- [WHAT TO PRODUCE]:
Determine how many lines of the records include "instance", and answer with the number alone.

- [EXCERPTED DATA]:
Segment Open
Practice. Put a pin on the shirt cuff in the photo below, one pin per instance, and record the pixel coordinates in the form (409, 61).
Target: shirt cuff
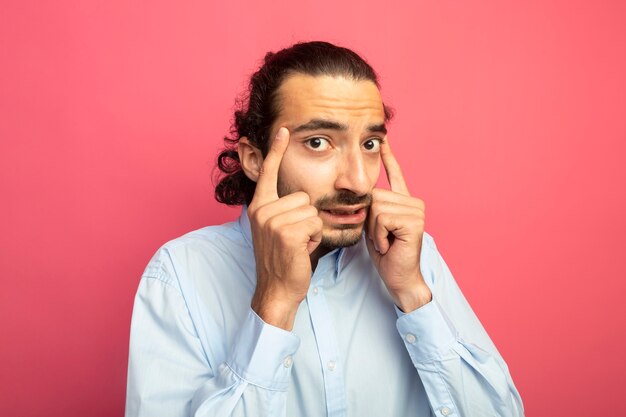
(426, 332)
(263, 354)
Segment Closed
Segment Open
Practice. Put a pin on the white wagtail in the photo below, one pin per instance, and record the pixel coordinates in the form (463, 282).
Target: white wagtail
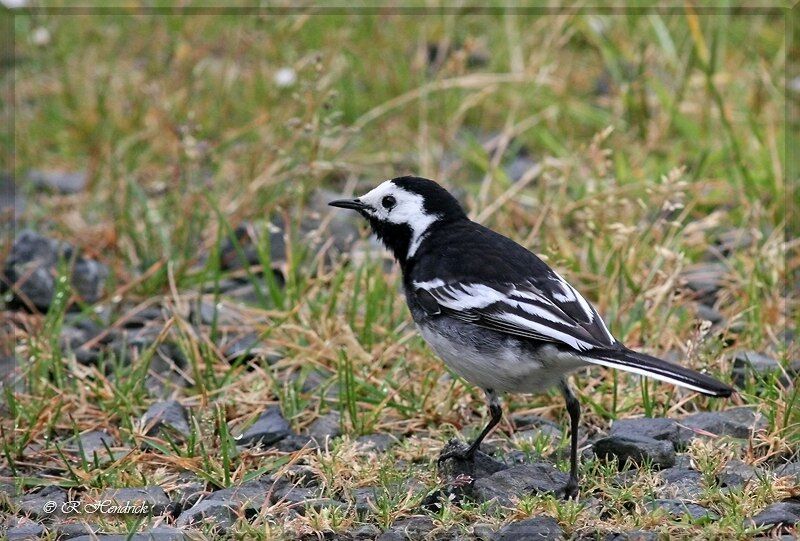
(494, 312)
Segment Closed
- [EXERCISE OUTPUT]:
2